What this task involves: Reproduce the passage on the fall of Sardis and the fate of Croesus word for word, starting with "precipitous rock to" and going on through "taken by storm.".

Supplied passage:
— Start —
Though confined within the walls of his capital, Croesus had still good

reason for hoping to hold out until the arrival of his allies, to whom he sent

pressing envoys of acceleration. For Sardis was considered impregnable - and

one assault had already been repulsed, and the Persians would have been

reduced to the slow process of blockade. But on the fourteenth day of the

siege, accident did for the besiegers that which they could not have

accomplished either by skill or force. Sardis was situated on an outlying

peak of the northern side of Tmolus; it was well fortified everywhere except

toward the mountain; and on that side the rock was so precipitous and

inaccessible, that fortifications were thought unnecessary, nor did the

inhabitants believe assault to be possible in that quarter. But Hyroeades, a

Persian soldier, having accidentally seen one of the garrison descending this

precipitous rock to pick up his helmet which had rolled down, watched his

opportunity, tried to climb up, and found it not impracticable; others

followed his example, the stronghold was thus seized first, and the whole city

speedily taken by storm.

Cyrus had given especial orders to spare the life of Croesus, who was

accordingly made prisoner. But preparations were made for a solemn and

terrible spectacle; the captive king was destined to be burned in chains,

together with fourteen Lydian youths, on a vast pile of wood. We are even

told that the pile was already kindled and the victim beyond the reach of

human aid, when Apollo sent a miraculous rain to preserve him. As to the

general fact of supernatural interposition, in one way or another, Herodotus

and Ctesias both agree, though they described differently the particular

miracles wrought. It is certain that Croesus, after some time, was released

and well treated by his conqueror, and lived to become the confidential

adviser of the latter as well as of his son Cambyses: Ctesias also acquaints

us that a considerable town and territory near Ekbatana, called Barene, was

assigned to him, according to a practice which we shall find not infrequent

with the Persian kings.

The prudent counsel and remarks as to the relations between Persians and

Lydians, whereby Croesus is said by Herodotus to have first earned this

favorable treatment, are hardly worth repeating; but the indignant

remonstrance sent by Croesus to the Delphian god is too characteristic to be

passed over. He obtained permission from Cyrus to lay upon the holy pavement

of the Delphian temple the chains with which he had at first been bound. The

Lydian envoys were instructed, after exhibiting to the god these humiliating

memorials, to ask whether it was his custom to deceive his benefactors, and

whether he was not ashamed to have encouraged the king of Lydia in an

enterprise so disastrous? The god, condescending to justify himself by the

lips of the priestess, replied: "Not even a god can escape his destiny.

Croesus has suffered for the sin of his fifth ancestor (Gyges), who,

conspiring with a woman, slew his master and wrongfully seized the sceptre.
— End —
Data records:
— Start —
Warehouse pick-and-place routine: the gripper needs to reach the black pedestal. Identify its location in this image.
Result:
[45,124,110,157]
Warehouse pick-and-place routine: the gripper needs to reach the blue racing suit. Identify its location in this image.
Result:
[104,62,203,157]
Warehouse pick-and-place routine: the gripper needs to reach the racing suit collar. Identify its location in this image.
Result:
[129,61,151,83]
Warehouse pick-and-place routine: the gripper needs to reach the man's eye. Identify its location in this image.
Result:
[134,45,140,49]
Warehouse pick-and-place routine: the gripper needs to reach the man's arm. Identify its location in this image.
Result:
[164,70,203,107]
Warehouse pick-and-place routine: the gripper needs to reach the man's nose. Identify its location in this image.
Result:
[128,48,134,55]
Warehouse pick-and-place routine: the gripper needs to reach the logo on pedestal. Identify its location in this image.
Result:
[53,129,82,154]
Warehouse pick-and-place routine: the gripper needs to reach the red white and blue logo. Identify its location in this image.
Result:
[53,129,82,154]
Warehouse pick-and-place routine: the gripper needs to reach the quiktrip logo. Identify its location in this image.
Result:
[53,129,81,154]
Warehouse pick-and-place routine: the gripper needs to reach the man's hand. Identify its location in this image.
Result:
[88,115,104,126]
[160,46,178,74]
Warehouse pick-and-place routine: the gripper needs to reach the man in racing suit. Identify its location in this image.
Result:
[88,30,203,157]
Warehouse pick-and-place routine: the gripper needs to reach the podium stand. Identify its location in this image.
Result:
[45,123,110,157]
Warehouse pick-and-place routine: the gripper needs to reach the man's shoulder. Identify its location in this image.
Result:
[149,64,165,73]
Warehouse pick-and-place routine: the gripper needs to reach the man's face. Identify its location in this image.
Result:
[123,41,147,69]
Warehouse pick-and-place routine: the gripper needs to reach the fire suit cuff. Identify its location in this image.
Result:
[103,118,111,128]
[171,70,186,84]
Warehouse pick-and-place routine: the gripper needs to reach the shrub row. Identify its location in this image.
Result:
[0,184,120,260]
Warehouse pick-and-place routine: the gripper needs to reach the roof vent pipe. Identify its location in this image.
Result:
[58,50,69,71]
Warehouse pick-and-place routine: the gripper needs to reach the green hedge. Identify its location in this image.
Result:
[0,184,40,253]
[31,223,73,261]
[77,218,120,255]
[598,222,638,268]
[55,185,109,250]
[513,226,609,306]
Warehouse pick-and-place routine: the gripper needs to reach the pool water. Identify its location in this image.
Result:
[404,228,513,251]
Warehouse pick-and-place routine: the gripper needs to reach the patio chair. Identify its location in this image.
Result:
— End —
In response:
precipitous rock to pick up his helmet which had rolled down, watched his

opportunity, tried to climb up, and found it not impracticable; others

followed his example, the stronghold was thus seized first, and the whole city

speedily taken by storm.